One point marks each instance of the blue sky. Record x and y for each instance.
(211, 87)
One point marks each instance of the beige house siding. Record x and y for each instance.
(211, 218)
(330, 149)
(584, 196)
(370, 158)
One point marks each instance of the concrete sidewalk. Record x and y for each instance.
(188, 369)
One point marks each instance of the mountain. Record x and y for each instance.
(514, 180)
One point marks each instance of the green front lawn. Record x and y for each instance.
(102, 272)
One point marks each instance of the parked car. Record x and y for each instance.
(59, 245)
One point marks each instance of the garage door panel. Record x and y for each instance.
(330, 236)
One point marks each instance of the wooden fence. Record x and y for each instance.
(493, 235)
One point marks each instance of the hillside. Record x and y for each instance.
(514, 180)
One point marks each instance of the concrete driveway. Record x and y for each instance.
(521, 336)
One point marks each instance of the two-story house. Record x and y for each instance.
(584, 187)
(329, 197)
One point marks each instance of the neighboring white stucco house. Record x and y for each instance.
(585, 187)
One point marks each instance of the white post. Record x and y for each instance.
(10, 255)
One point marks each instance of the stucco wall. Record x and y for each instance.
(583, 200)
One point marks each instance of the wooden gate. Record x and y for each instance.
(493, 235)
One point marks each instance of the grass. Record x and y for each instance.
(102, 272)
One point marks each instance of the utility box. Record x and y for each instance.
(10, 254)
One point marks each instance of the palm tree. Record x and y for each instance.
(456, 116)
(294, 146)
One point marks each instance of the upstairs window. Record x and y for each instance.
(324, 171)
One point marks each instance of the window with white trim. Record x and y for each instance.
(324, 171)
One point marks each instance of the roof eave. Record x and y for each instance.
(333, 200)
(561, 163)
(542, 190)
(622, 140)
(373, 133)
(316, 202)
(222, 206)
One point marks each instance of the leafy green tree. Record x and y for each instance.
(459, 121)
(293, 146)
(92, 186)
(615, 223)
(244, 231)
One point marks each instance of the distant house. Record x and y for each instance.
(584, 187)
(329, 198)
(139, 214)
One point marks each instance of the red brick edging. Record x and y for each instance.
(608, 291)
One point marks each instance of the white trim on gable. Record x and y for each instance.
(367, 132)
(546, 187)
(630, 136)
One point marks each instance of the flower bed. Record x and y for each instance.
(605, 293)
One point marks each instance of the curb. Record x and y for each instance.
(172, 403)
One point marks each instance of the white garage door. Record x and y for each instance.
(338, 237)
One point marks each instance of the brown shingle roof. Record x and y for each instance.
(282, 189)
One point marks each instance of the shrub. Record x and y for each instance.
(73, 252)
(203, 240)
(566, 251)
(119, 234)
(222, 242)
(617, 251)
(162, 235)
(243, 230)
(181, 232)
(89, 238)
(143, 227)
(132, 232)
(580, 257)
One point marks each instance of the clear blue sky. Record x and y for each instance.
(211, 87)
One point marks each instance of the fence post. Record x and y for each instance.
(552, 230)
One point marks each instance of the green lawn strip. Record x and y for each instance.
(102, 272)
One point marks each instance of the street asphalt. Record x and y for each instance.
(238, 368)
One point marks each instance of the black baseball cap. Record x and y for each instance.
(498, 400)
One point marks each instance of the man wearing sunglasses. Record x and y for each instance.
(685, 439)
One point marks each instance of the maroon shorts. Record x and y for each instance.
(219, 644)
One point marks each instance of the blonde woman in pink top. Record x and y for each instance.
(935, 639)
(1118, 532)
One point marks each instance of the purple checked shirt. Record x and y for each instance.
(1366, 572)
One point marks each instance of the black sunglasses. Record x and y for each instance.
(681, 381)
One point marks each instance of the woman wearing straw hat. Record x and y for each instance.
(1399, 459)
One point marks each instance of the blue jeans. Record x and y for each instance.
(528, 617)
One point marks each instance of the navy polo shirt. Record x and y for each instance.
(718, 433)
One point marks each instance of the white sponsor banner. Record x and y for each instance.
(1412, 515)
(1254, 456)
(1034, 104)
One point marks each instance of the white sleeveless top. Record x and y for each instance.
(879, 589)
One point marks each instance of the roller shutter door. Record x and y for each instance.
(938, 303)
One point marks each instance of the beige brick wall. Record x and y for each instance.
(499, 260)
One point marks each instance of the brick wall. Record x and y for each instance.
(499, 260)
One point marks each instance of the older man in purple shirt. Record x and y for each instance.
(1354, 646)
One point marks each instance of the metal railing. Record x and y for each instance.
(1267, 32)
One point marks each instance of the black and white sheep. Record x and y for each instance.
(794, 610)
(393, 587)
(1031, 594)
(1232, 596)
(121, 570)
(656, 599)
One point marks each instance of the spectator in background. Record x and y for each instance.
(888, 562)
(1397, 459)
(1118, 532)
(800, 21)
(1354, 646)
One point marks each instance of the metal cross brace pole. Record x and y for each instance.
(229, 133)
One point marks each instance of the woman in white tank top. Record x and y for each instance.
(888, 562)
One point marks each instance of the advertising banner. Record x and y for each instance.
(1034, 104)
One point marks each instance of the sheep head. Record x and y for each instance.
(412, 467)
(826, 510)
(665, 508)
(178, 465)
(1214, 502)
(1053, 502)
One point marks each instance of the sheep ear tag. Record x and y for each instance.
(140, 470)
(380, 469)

Try it. An exact copy of every entry above is the expected answer.

Result of this exercise.
One point marks each instance of the blue sky. Record x and y for each instance.
(211, 87)
One point marks each instance of the beige house siding. Record x and y for each instance.
(211, 218)
(330, 149)
(584, 196)
(370, 158)
One point marks each instance of the concrete sidewalk. Record x and y for each instance.
(188, 369)
One point marks each instance of the mountain. Record x and y for each instance.
(514, 180)
One point marks each instance of the green front lawn. Record x and y for each instance.
(102, 272)
One point marks each instance of the parked car. Record x and y for each instance.
(59, 245)
One point marks each instance of the garage door panel. Record x and y for each instance.
(330, 236)
One point marks each instance of the wooden fence. Record x and y for each instance.
(493, 235)
One point marks each instance of the hillside. Record x and y for each instance.
(514, 180)
One point marks each instance of the concrete driveway. Record x and y for each instance.
(521, 336)
One point marks each instance of the two-story house. Record x and y for each instance.
(584, 187)
(329, 197)
One point marks each instance of the neighboring white stucco house. Record x and y for each instance.
(585, 187)
One point marks each instance of the white post. Record x and y for each instance.
(10, 255)
One point marks each instance of the stucco wall. Record x and y for each instance.
(583, 200)
One point marks each instance of the wooden gate. Record x and y for each instance.
(493, 235)
One point marks each instance of the grass. Record x and y for each instance.
(102, 272)
One point marks each instance of the utility box. Record x and y for each instance.
(10, 254)
One point marks each instance of the palm tree. Record x and y for each instance.
(456, 116)
(294, 146)
One point marks each instance of the upstairs window. Record x and y for each instance.
(324, 171)
One point marks each instance of the window with white trim. Record x and y for each instance.
(324, 171)
One point marks each instance of the roof eave. Record x and y for each instance.
(333, 200)
(561, 163)
(542, 190)
(622, 140)
(373, 133)
(316, 202)
(222, 206)
One point marks each instance of the leafy green tree. Record x and y for each instance.
(459, 121)
(293, 146)
(92, 186)
(615, 223)
(244, 231)
One point marks each instance of the distant house. Record x and y for each instance.
(584, 187)
(329, 198)
(139, 214)
One point marks each instance of the red brick edging. Record x and y for each instance.
(608, 291)
One point marks each instance of the white trim on gable. Record x and y for each instance.
(367, 132)
(546, 187)
(630, 136)
One point marks each instance of the flower bed. Record x and y for each instance.
(605, 293)
One point marks each instance of the curb. Record x and y for each instance.
(172, 403)
One point marks each instance of the white garage door. Record x and y for each instance.
(338, 237)
One point marks each instance of the brown shingle roof. Record x and y for each instance.
(282, 189)
One point marks each instance of the shrub. Record x and y for each instance.
(73, 252)
(203, 240)
(566, 251)
(119, 234)
(222, 242)
(617, 251)
(162, 235)
(243, 230)
(181, 232)
(89, 238)
(143, 227)
(132, 232)
(580, 257)
One point marks each instance of the clear blue sky. Record x and y for each instance.
(211, 87)
One point marks each instance of the fence post. Record x and y for each instance.
(552, 230)
One point marks each instance of the green lawn strip. Record x and y for each instance.
(102, 272)
One point marks each instance of the street asphalt. Record x and y for each instance.
(238, 368)
One point marks each instance of the black baseball cap. Record x and y for each instance.
(498, 400)
One point marks each instance of the man wearing sunglasses. Record x and y for each instance.
(685, 439)
One point marks each instance of the maroon shorts. Record x and y for each instance.
(219, 644)
One point marks each instance of the blonde woman in pink top. Record x and y for each instance.
(935, 639)
(1118, 532)
One point marks each instance of the purple checked shirt. Record x and y for each instance.
(1366, 572)
One point marks each instance of the black sunglasses. Record x and y for each instance.
(681, 381)
One point marks each instance of the woman wearing straw hat. Record x and y for each instance.
(1399, 459)
One point marks each instance of the blue jeans. Record x and y for each instance.
(528, 617)
One point marks each instance of the navy polo shirt. Record x and y for each instance.
(718, 433)
One point marks each instance of the white sponsor banner. Record x and y for each instance.
(1412, 515)
(1254, 456)
(1034, 104)
One point marks each instance of the white sleeveless top. Record x and y for each instance.
(879, 589)
One point marks each instance of the roller shutter door. Record x and y for each instance.
(938, 303)
One point marks each instance of the beige brick wall. Record x and y for each instance.
(499, 260)
One point marks each instance of the brick wall. Record x and y for each instance.
(499, 260)
One point marks each instance of the older man in purple shirt. Record x and y for each instance.
(1354, 646)
One point marks each instance of the metal railing. Record x and y for each instance.
(1267, 32)
One point marks each instance of the black and white sheep. Record x and y for each instance.
(794, 610)
(393, 587)
(1031, 594)
(1232, 596)
(121, 570)
(656, 599)
One point marks each instance of the spectator in background. Record x and y for each instance.
(888, 562)
(1397, 459)
(1118, 532)
(800, 21)
(1354, 646)
One point marks each instance of the metal cross brace pole. Record x and y for each instance.
(229, 133)
One point marks each instance of the woman in white tank top. Record x and y for each instance.
(888, 562)
One point marks each instance of the advertising banner. Record x and y for each instance.
(1034, 104)
One point marks each instance of the sheep head. Record x and y for each instance.
(412, 467)
(826, 510)
(665, 508)
(178, 465)
(1214, 502)
(1053, 502)
One point marks each instance of the sheep ear tag. Record x and y for each instance.
(140, 470)
(380, 469)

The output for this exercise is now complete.